== EXCERPTED TEXT ==

- - -

Begging The Question
Friday, May 07, 2004
Fitz noted before that he is off to welcome his brother back to the States. The plan was for his brother to get into Ft. Drum late Wednesday night, I think. Well, the plane has been delayed in Ireland. (I asked him if the problem was the filange, but I don't think he caught it -- that's one for all you Friends buffs.)
So, the soldiers were then supposed to show up late last night, but now they're saying around 9:00 tonight. Either way, Fitz and Mrs. Fitz-Hume have to drive several hundred miles Saturday to get home. And the problem with that is the while noodling around western New York, the "check engine" light in the Fitzmobile came on, and long story short, Fitz decided to get gassed.
When my friend and co-blogger called me, around 3:30 in the afternoon, he was drunker than Cooter Brown. There is supposed to be a ceremony welcoming the regiment back home tonight, but if we only end up with blurry pictures of Fitz's thumb, this is why.
I saw this item on the Corner about how the mind can still decipher words even if they are mispelled because we see the whole word, or something. An example from the item: "[I]t deosn't mttaer in waht oredr the ltteers in a wrod are, the olny iprmoatnt tihng is taht the frist and lsat ltteer be in the rghit pclae."

- - -

== GIVEN INSTRUCTION 1 ==
In the blog post, update the stretch from "Begging The Question" through "you Friends buffs.)" so that "Scotland" replaces "Ireland".
== GIVEN INSTRUCTION 2 ==
Summarize the blog post in two sentences.
== GIVEN INSTRUCTION 3 ==
Name every geographic place mentioned in the blog post.

== AVAILABLE DATA ==
- - -

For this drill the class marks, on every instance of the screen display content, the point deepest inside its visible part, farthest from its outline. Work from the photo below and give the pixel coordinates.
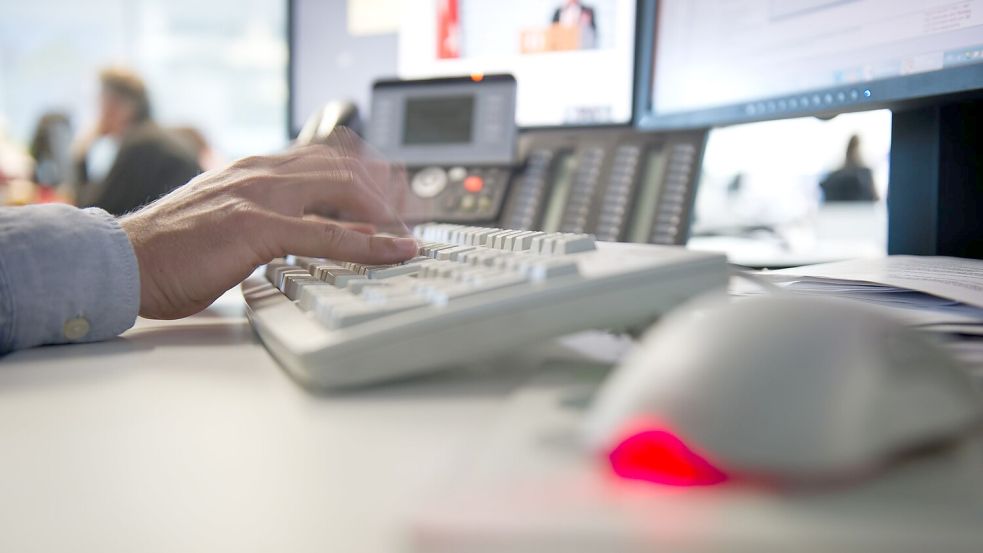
(440, 120)
(765, 58)
(573, 60)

- - -

== CORRECT ANSWER 1 ==
Begging The Question
Friday, May 07, 2004
Fitz noted before that he is off to welcome his brother back to the States. The plan was for his brother to get into Ft. Drum late Wednesday night, I think. Well, the plane has been delayed in Scotland. (I asked him if the problem was the filange, but I don't think he caught it -- that's one for all you Friends buffs.)

== CORRECT ANSWER 2 ==
Fitz's brother's return to Ft. Drum has been pushed back because the plane was delayed in Ireland, and the soldiers are now expected around 9:00 tonight, after which Fitz and Mrs. Fitz-Hume must drive several hundred miles home on Saturday. The post also mentions an item on the Corner about how the mind can still read misspelled words as long as the first and last letters are in the right place.

== CORRECT ANSWER 3 ==
- the States
- Ft. Drum
- Ireland
- western New York